> _Document text_:
A production-pattern data engineering pipeline built entirely on Azure and Databricks — from raw SQL source to analytics-ready gold tables. Incremental watermark ingestion via ADF, schema-on-read bronze landing, Auto Loader streaming to Delta silver, SHA256-based SCD2 dimensions, and a Delta Live Tables pipeline for the final gold layer. Unity Catalog governs everything. 21 live screenshots prove every layer ran.
I built this project to get hands-on with the full Azure data engineering stack — not just knowing what these services are, but actually wiring them together end to end and understanding where things break and why.
The part that took me the longest to get right was the Unity Catalog setup. Getting the Access Connector, the storage credential, and the external locations all correctly linked so that Databricks could actually read and write to ADLS Gen2 via abfss:// paths required a lot of debugging. RBAC assignments in Azure don't take effect instantly, and I wasted more than a few runs chasing what turned out to be a missing Storage Blob Data Contributor role on the Access Connector.

> _Source data_:
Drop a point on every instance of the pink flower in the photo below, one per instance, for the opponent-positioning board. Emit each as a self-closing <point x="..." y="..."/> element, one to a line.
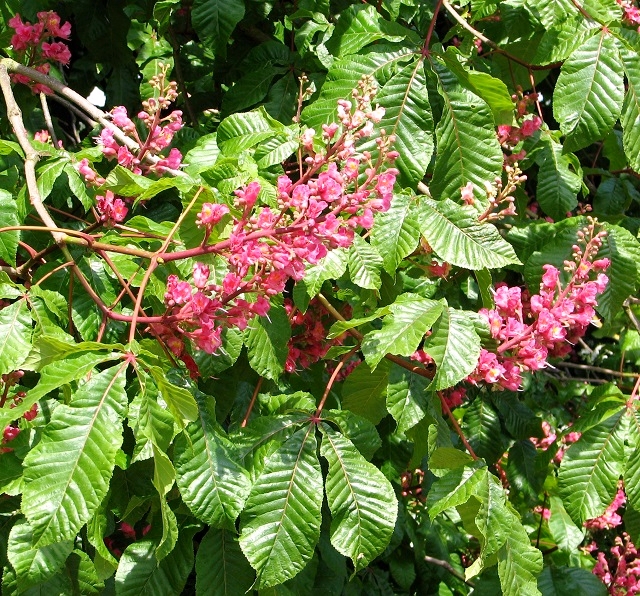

> _What is required_:
Please explain, in one to three sentences, why the Unity Catalog setup described in the Azure pipeline write-up took so much debugging. The lines above are separate material and have no connection to the Azure pipeline write-up.

> _Answer to the exercise_:
The Access Connector, storage credential and external locations all had to be linked correctly before Databricks could read and write to ADLS Gen2 through abfss:// paths. RBAC assignments in Azure don't take effect instantly. Several runs went to chasing a problem that turned out to be a missing Storage Blob Data Contributor role on the Access Connector.